**Work order 1**
In the announcement about Queen's concert, at what venue will the second 46664 South Africa concert be held?
**Work order 2**
Write the next paragraph of the announcement about Queen's concert, starting after its final sentence.

Study text START

QUEEN will make their first appearance with new vocalist PAUL RODGERS at the second 46664 SOUTH AFRICA concert next year.
The band will play at the event which will take place at the Fancourt Hotel And Country Club Estate on March 19. The gig has been organised by Nelson Mandela to fight against HIV and AIDS.
Guitarist Brian May said: “This is a great occasion for Queen to fulfil our continuing commitment to Nelson Mandela’s AIDS cause. It is particularly exciting because this will be the first opportunity for Roger and myself to play a full set on stage with Paul Rodgers.”
He added: “We will be routining together especially for this concert in the weeks leading up to this date. It will be an international ‘first’.”
Making the announcement, former President Mandela said: “46664 South Africa will build on the success of our truly memorable concert in Cape Town last year. It will serve to support the efforts of the Nelson Mandela Foundation and to show the world that South Africa is really addressing this most vital issue. And most importantly, it will help us raise more funds to lead the fight to help those infected and affected by this pandemic.”
A further number of international artists will join Queen for the concert, together with several South African artists. The full line-up will be revealed early in the New Year.

Study text END
The data START

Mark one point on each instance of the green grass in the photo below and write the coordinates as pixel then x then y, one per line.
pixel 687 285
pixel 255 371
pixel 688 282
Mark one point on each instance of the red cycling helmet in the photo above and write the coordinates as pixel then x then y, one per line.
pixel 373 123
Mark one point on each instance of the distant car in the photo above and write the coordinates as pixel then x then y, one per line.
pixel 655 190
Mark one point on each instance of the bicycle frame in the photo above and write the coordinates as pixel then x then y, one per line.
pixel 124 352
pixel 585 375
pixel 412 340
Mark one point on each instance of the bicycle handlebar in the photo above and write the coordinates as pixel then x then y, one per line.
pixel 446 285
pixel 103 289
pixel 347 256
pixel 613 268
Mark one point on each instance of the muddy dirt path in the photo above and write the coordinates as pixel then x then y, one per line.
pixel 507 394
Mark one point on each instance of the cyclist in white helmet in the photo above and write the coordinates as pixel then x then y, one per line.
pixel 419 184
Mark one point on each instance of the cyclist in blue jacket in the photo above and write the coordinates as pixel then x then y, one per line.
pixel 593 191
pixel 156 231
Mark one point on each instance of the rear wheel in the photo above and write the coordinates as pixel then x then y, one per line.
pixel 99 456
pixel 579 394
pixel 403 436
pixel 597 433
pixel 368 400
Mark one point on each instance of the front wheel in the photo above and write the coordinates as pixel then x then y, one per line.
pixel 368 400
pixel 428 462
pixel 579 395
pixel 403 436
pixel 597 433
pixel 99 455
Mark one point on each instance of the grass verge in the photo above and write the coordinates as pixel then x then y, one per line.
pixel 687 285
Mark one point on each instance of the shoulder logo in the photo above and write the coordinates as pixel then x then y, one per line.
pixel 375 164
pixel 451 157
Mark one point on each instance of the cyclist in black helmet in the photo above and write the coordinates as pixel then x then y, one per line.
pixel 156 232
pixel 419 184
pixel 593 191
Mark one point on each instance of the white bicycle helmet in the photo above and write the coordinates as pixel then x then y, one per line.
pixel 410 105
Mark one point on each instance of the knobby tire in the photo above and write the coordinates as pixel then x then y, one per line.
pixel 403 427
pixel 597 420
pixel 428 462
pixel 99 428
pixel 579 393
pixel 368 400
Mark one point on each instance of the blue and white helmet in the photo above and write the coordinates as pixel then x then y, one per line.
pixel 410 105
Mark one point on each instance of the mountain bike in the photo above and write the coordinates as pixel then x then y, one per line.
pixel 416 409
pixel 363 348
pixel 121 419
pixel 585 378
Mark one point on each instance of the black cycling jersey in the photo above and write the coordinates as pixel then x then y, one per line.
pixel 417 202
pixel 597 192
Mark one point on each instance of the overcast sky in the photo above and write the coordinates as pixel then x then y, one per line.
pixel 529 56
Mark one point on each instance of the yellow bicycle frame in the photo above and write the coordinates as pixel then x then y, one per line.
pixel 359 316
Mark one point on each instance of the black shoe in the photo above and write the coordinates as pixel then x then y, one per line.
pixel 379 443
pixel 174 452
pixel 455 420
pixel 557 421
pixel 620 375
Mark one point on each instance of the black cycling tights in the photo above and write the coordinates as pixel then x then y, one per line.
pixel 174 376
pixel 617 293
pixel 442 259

The data END
The data START

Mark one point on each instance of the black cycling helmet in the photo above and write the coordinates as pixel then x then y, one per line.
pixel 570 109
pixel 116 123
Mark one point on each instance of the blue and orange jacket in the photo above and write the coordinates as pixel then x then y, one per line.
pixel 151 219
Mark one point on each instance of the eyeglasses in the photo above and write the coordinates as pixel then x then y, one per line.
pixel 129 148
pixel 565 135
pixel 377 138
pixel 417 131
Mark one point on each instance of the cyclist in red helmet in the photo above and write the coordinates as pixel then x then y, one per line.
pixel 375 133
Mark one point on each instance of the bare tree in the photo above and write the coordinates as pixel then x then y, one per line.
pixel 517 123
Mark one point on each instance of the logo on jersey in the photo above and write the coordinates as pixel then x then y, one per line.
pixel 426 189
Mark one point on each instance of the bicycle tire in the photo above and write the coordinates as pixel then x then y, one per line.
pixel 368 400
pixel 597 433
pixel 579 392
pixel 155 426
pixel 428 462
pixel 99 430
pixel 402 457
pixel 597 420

The data END

**Task answer 1**
The Fancourt Hotel And Country Club Estate.

**Task answer 2**
Queen famously included South Africa as part of their 1984 tour despite the country then being under worldwide boycott due to its racial policies. The decision caused the band problems in the British Commonwealth where they were heavily criticised, and group were even faced with protests at some New Zealand shows.
As previously reported on NME.COM, Queen announced last week that they are to reform for a tour next year.
A UK tour will definitely go ahead, with the possibility of a European leg and a world tour under discussion. The tour will feature material by both Queen and Rodgers, one-time vocalist with both Free and Bad Company.
Queen stopped touring in 1986, after frontman Freddie Mercury fell ill. He died of an AIDS-related illness in 1991.